#### Document passage ####

March Madness is upon us. For the non-sports fans and readers outside the US, it refers to the national excitement over the NCAA (college) basketball tournament that happens every year in March. Both men’s and women’s varieties are being played — and while the quality of play in the women’s tournament is exceptional, most of the nation is transfixed on the men’s bracket.
This annual postseason tournament is now one of the premier sporting events in America — that’s right, even bigger than the Super Bowl on some of the most important metrics. TV advertising revenues during March Madness far surpass all of the NFL post-season, including the Super Bowl. When it comes to betting, in 2012, “official betting” in Las Vegas on March Madness was 20% higher than on the Super Bowl, as reported by USA Today. Then, the official numbers in Las Vegas pale in comparison to the all of the money wagered in local office pools. The number of people playing unofficial office pools for March Madness are abundantly bigger than any similar participation for the Super Bowl.
What is the big deal? There are several angles that make the NCAA tournament a fan favorite:
- David vs. Goliath — Every year, underdogs knock off some of the biggest names in college basketball. This year, #14 seed Harvard (who had never won an NCAA tournament game before this year) beat a highly touted, #3 seed New Mexico, only to be overshadowed by completely unknown Florida Gulf Coast University (FGCU). A #15 seed and playing in the “Big Dance” for the very first time, FGCU gave perennial powerhouse Georgetown (a #2 seed) a thorough beating, then went on to knock off a #7 seed in the next round. If you get a chance to catch their game against in-state rival, University of Florida this weekend, don’t miss it! Man, is that FGCU team fun to watch!

####

**Tasks and exercises:**
1. In the March Madness passage, how much higher was official Las Vegas betting on March Madness than on the Super Bowl in 2012?
2. Say whether each statement agrees with the March Madness passage, and quote the words that decide it. (a) Florida Gulf Coast University entered the tournament as a #15 seed. (b) Harvard defeated New Mexico, a #3 seed. (c) Georgetown was a #1 seed.
3. Write what comes next in the March Madness passage, starting after its final sentence.
The lines after this passage are separate material.

#### Information shown ####

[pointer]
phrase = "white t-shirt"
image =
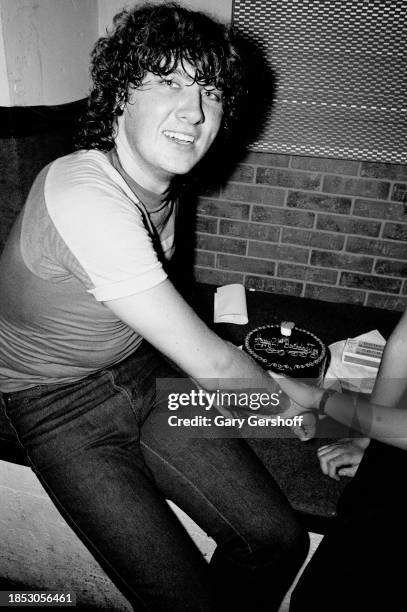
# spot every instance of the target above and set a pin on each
(81, 239)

####

**Answers for the tasks:**
1. It was 20% higher.

2.
(a) Yes: "A #15 seed and playing in the “Big Dance” for the very first time"
(b) Yes: "#14 seed Harvard (who had never won an NCAA tournament game before this year) beat a highly touted, #3 seed New Mexico"
(c) No: "perennial powerhouse Georgetown (a #2 seed)"

3.
- Broad Participation — 19.5% of all NCAA Division 1 basketball teams qualify for the tournament (68 out of 347). This allows lots of fans to pull for their alma mater or a regional team.
- Democratic and Egalitarian — Your team has to earn its spot, but once it does, it has the same opportunity to win the National Championship as does any other team. This is very different than college football, where the odds are stacked far in the favor of a few power conferences — underdogs need not apply.
With so much going for it, the tournament has become a cultural phenomenon. Many people fill out their brackets predicting winners for each game, all the way up through the championship. As a result, the nation becomes fascinated for a short time in a sporting activity that few watched during the regular season. In fact, an MSN survey showed that 86% of employees spent part of their workday last Thursday checking tournament scores!
Winning a March Madness Pool – Risk On or Risk Off?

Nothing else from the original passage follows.